# Favorite fictional flying machine



## Velius (Sep 30, 2008)

Haven’t seen this posted up so- what is your favorite fictional flying machine/aircraft from any movie or TV series? 

I've always liked the starships from Star Wars. The A-Wing and speeder bike has always been my favorites. 8)


----------



## Njaco (Sep 30, 2008)

The drop-ship from Aliens. Cool!!


----------



## SoD Stitch (Sep 30, 2008)

Do spacecraft count? My all-time favorite is the original USS Enterprise, NCC-1701; no other spacecraft, before or since, looks like it.


----------



## timshatz (Sep 30, 2008)

The airplane a friend of mine is building. It supposed to fly...


----------



## Thorlifter (Sep 30, 2008)

The original Battlestar Galactica was always cool to me.


----------



## ccheese (Sep 30, 2008)

How about the Klingon "Bird of Prey" ? No one else had the cloaking device !!

Charles


----------



## Wurger (Sep 30, 2008)

U.S.S. "Defiant" of Deep Space Nine


----------



## ratdog (Sep 30, 2008)

the death star is awesome!!


----------



## Wurger (Sep 30, 2008)

Possible.....


----------



## FLYBOYJ (Sep 30, 2008)




----------



## RabidAlien (Sep 30, 2008)

Star Wars....the B-wing fighter/bomber. Second to that is the TIE Interceptor.


----------



## ratdog (Sep 30, 2008)

look at the top of that thing it looks like a mules head!!


----------



## GrauGeist (Sep 30, 2008)

You know, I was kinda partial to Sky Captain's special P-40...


----------



## Njaco (Sep 30, 2008)

Grau, totally forgot about that one!!


----------



## RabidAlien (Sep 30, 2008)

I always thought Sky Captain should've held out for the P-38 model. Two fuselages....think of all the toys Dex could hide in there!!!


----------



## Catch22 (Sep 30, 2008)




----------



## GrauGeist (Sep 30, 2008)

A P-38 could have stowed more stuff, for sure...but for the cool-retro factor, you just can't beat a P-40, unless it's something like a Lockheed Electra...


----------



## Flyboy2 (Sep 30, 2008)

Gotta love the X-wing. Good choice Catch22. I also like the Mellinium Falcon quite a bit


----------



## Emon_Essex (Sep 30, 2008)

ccheese said:


> How about the Klingon "Bird of Prey" ? No one else had the cloaking device !!

▸ Objective A:
In the forum thread, which spacecraft does SoD Stitch call an all-time favorite?
▸ Objective B:
Rewrite the stretch of the forum thread from "A P-38 could" through "a Lockheed Electra...", putting "Douglas DC-3" in place of "Lockheed Electra".

▸ Dataset excerpt:

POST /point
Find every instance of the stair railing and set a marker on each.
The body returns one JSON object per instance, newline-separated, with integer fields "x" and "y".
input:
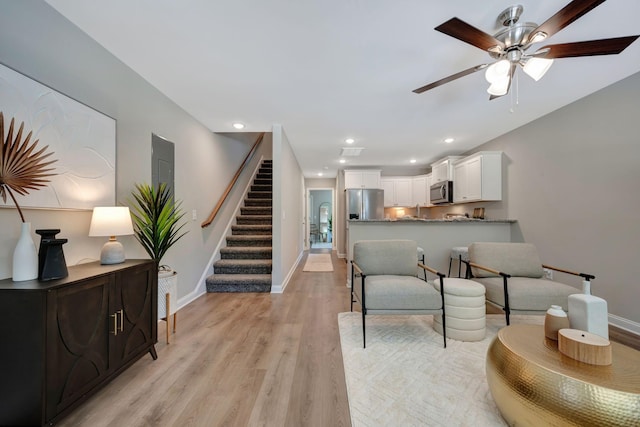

▸ Problem solution A:
The original USS Enterprise, NCC-1701.

▸ Problem solution B:
A P-38 could have stowed more stuff, for sure...but for the cool-retro factor, you just can't beat a P-40, unless it's something like a Douglas DC-3...